▸ **Given passage**
** Start **

Bidaram Krishnappa (1866–1931) was a musician and composer of Carnatic Indian music in the court of King Chamaraja Wodeyar IX (1862–1894) and King Krishna Raja Wadiyar IV (1884–1940) of the Kingdom of Mysore.

Bidaram Krishnappa was a Konkani-speaking Gowda Saraswath Brahmin and a native of Nandalike in modern Udupi district, Karnataka. When he was a boy he had a chance encounter with a rich businessman who loved music. This happened when hungry Krishnappa, who came from a poor family, was singing a devotional song (devaranama) in a local temple. Impressed with his voice, the merchant sponsored Krishnappa to train under the guidance of a musician called Ramaswamy. He later came under the influence of Tammayya and Veena Sheshanna. Bidaram Krishnappa is credited with having popularised the singing of Kannada devaranama on stage. He adapted certain concepts of Hindustani music into his Carnatic compositions. For his scholarship in music, he earned the titles "Shudda Swaracharya", "Pallavi Krishnappa" and "Gana Visharada". One of his disciples, T. Chowdiah, went on to become a music legend. Krishnappa was most famous for writing and rendering devaranama and kirtans.

** End **

(Records from a dataset)
** Start **

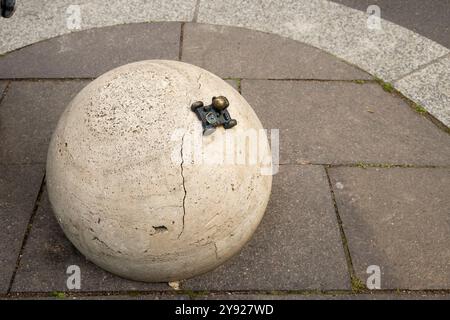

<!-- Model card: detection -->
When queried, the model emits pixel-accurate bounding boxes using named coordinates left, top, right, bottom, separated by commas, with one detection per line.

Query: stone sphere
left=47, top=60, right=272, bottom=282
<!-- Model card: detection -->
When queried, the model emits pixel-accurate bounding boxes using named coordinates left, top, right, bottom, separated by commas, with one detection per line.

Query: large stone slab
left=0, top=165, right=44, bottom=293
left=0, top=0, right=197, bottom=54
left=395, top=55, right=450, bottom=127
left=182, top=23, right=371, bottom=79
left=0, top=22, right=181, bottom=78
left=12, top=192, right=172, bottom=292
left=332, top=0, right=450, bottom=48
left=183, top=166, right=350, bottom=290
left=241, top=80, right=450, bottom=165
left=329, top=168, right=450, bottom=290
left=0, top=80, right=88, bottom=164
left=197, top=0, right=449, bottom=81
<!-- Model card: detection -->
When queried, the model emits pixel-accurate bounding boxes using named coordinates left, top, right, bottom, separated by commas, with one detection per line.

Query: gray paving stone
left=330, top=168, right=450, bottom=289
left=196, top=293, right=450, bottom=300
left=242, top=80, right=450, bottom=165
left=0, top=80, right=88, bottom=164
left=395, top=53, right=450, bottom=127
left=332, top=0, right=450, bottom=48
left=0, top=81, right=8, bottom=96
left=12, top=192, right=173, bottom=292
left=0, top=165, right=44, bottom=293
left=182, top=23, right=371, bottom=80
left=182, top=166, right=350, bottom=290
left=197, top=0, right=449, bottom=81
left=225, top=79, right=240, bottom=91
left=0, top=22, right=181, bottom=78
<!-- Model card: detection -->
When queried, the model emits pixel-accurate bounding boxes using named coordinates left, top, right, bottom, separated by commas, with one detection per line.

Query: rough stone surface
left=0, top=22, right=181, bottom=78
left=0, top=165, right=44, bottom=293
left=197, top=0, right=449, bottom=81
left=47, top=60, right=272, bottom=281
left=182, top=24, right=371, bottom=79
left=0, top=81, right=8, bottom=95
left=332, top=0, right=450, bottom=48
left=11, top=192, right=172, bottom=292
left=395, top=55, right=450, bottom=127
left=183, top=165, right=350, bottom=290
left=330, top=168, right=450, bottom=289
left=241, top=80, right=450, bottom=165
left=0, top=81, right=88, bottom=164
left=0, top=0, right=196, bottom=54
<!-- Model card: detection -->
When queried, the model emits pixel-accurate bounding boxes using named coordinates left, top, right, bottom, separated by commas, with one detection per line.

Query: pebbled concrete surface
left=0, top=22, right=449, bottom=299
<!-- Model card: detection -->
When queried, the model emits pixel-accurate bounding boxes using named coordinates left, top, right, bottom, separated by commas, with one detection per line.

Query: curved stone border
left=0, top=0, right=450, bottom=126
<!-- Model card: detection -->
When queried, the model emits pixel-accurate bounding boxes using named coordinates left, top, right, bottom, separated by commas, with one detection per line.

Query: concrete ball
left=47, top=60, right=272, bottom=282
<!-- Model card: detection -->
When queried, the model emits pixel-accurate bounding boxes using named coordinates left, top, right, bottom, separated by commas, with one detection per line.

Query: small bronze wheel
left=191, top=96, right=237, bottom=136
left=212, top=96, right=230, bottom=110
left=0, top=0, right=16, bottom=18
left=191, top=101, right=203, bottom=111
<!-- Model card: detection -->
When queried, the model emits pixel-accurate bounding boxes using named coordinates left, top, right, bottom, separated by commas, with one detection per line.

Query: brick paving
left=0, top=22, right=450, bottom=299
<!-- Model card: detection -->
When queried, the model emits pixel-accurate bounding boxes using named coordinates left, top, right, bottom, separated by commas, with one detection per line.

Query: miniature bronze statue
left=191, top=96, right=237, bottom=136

** End **

▸ **Work to complete**
In the text on Bidaram Krishnappa, turn the paragraph beginning "Bidaram Krishnappa was a Konkani-speaking" into a short bulleted list that keeps its main facts.

▸ **Task solution**
- Konkani-speaking Gowda Saraswath Brahmin from Nandalike, in present-day Udupi district, Karnataka
- Born into a poor family; as a hungry boy singing a devaranama in a local temple, he impressed a wealthy, music-loving businessman
- The merchant paid for his training under a musician named Ramaswamy; he was later influenced by Tammayya and Veena Sheshanna
- Credited with popularizing the singing of Kannada devaranama on stage
- Adapted some Hindustani music concepts into his Carnatic compositions
- Earned the titles "Shudda Swaracharya," "Pallavi Krishnappa" and "Gana Visharada" for his musical scholarship
- His disciple T. Chowdiah became a music legend
- Best known for writing and performing devaranama and kirtans